#### Required task:
Reproduce every one of the data entries below character for character.

(Data entries)
◇ ◇ ◇ ◇ ◇

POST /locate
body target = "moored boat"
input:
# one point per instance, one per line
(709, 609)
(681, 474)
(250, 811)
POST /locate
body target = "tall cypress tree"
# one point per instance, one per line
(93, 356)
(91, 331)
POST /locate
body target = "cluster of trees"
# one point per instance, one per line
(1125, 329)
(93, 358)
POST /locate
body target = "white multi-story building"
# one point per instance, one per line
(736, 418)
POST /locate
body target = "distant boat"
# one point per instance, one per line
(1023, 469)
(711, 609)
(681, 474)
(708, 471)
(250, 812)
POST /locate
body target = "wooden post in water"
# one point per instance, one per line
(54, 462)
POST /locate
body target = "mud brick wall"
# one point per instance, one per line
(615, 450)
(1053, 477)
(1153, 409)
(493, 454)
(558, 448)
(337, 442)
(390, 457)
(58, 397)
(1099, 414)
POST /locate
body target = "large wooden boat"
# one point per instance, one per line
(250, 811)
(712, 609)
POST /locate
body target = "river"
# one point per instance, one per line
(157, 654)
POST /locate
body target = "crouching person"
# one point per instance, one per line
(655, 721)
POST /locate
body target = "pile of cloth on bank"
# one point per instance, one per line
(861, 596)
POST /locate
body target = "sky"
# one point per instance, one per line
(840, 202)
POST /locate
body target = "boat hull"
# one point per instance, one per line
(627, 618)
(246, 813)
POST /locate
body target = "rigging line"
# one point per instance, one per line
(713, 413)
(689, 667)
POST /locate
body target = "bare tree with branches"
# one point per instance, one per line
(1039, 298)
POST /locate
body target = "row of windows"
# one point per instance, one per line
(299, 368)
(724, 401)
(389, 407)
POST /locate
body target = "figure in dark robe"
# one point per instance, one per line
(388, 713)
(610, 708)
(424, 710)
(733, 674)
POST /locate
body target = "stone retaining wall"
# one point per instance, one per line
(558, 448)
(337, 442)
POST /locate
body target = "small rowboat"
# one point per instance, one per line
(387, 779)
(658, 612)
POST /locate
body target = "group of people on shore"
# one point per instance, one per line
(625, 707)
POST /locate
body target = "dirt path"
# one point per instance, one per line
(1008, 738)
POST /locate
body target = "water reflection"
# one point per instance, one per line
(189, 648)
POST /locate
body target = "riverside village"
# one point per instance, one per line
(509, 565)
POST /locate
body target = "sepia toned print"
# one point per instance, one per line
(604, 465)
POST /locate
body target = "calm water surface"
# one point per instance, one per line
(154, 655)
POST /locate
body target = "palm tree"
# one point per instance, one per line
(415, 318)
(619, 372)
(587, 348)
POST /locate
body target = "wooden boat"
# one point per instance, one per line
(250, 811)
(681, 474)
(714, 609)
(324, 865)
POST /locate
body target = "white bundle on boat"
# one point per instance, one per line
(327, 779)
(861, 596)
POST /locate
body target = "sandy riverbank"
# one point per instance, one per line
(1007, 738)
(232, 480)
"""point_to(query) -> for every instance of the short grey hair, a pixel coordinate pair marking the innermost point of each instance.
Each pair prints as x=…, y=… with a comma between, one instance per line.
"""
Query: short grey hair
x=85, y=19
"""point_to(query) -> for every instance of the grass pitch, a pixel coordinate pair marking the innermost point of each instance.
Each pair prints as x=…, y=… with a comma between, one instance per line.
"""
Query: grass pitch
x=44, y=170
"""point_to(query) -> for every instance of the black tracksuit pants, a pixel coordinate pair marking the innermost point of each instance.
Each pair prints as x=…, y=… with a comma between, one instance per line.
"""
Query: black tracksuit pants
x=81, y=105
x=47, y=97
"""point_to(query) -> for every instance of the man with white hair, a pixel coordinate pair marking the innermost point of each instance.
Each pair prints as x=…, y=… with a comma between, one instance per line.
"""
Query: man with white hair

◇ ◇ ◇ ◇ ◇

#### Written solution:
POST /locate
body target = "moored boat"
input:
# one point per instance, one per line
(709, 609)
(681, 474)
(250, 811)
POST /locate
body target = "tall cypress tree"
# one point per instance, one per line
(93, 356)
(91, 331)
POST /locate
body target = "cluster of trees"
# one point per instance, one per line
(1125, 329)
(93, 358)
POST /locate
body target = "white multi-story building"
# one point per instance, one per line
(736, 418)
POST /locate
body target = "distant boat"
# one point per instance, one per line
(1023, 469)
(711, 609)
(681, 474)
(708, 471)
(250, 812)
POST /locate
body target = "wooden post in water"
# one point per instance, one per line
(54, 462)
POST /locate
body target = "mud brick wall"
# one point per instance, one per line
(615, 450)
(1053, 477)
(1153, 409)
(493, 454)
(558, 448)
(337, 442)
(390, 457)
(58, 397)
(1099, 414)
POST /locate
body target = "large wooden boat"
# one point per instance, one per line
(250, 811)
(712, 609)
POST /locate
body target = "river"
# one point per instance, one per line
(157, 654)
POST /locate
body target = "crouching person"
# one point per instance, one per line
(655, 721)
POST /locate
body target = "pile of cloth on bank"
# one point per instance, one per line
(861, 596)
POST /locate
body target = "sky"
# one point per instance, one per line
(840, 202)
POST /locate
body target = "boat hull"
# one point per instance, one per line
(627, 618)
(246, 813)
POST /locate
body target = "rigging line"
# one point per instance, one per line
(713, 413)
(689, 667)
POST /locate
body target = "bare tree with branches"
# one point per instance, one per line
(1039, 298)
POST /locate
body target = "row of windows"
# one point per instance, one per line
(299, 368)
(724, 401)
(389, 407)
POST /locate
body target = "figure in dark robe"
# one point per instance, one per line
(388, 713)
(610, 708)
(424, 710)
(733, 674)
POST /locate
body target = "stone retaining wall"
# one point per instance, one per line
(558, 448)
(337, 442)
POST /locate
body target = "small rowboat"
# one point per instance, one per line
(387, 779)
(658, 612)
POST /locate
body target = "group of people on shore"
# one point per instance, one per line
(625, 707)
POST /locate
body target = "dirt path"
# one point per instance, one per line
(1008, 738)
POST /locate
body target = "water reflection"
# one point per instance, one per line
(189, 648)
POST /locate
body target = "riverside village"
# one point per instance, one per line
(509, 565)
POST /locate
body target = "sepia toned print"
# one point per instance, one per line
(604, 465)
POST /locate
body target = "calm water surface"
# one point per instance, one per line
(154, 655)
POST /locate
body target = "palm tree"
# one point per instance, one per line
(415, 318)
(619, 372)
(587, 348)
POST /locate
body target = "wooden boat"
# one point per instance, one per line
(250, 811)
(681, 474)
(714, 609)
(324, 865)
POST /locate
body target = "white bundle on boat"
# one point per instance, one per line
(327, 779)
(861, 596)
POST /locate
body target = "sandy riverbank"
# one point per instance, one per line
(1007, 738)
(232, 480)
"""point_to(query) -> for every instance of the short grey hair, a pixel coordinate pair marking the innermost point of each instance.
Each pair prints as x=…, y=… with a comma between, one instance per line.
"""
Query: short grey hair
x=85, y=19
"""point_to(query) -> for every instance of the grass pitch, a pixel coordinate pair marking the innermost point of each instance.
Each pair prints as x=…, y=… with a comma between, one instance per line.
"""
Query: grass pitch
x=44, y=170
"""point_to(query) -> for every instance of the black tracksuit pants, a pixel coordinate pair marking the innermost point of each instance.
Each pair prints as x=…, y=… with a comma between, one instance per line.
"""
Query: black tracksuit pants
x=81, y=105
x=47, y=97
"""point_to(query) -> for every instance of the man with white hair, a pixel coordinate pair marking the innermost point of each instance.
Each pair prints as x=…, y=… with a comma between, one instance per line.
"""
Query: man with white hair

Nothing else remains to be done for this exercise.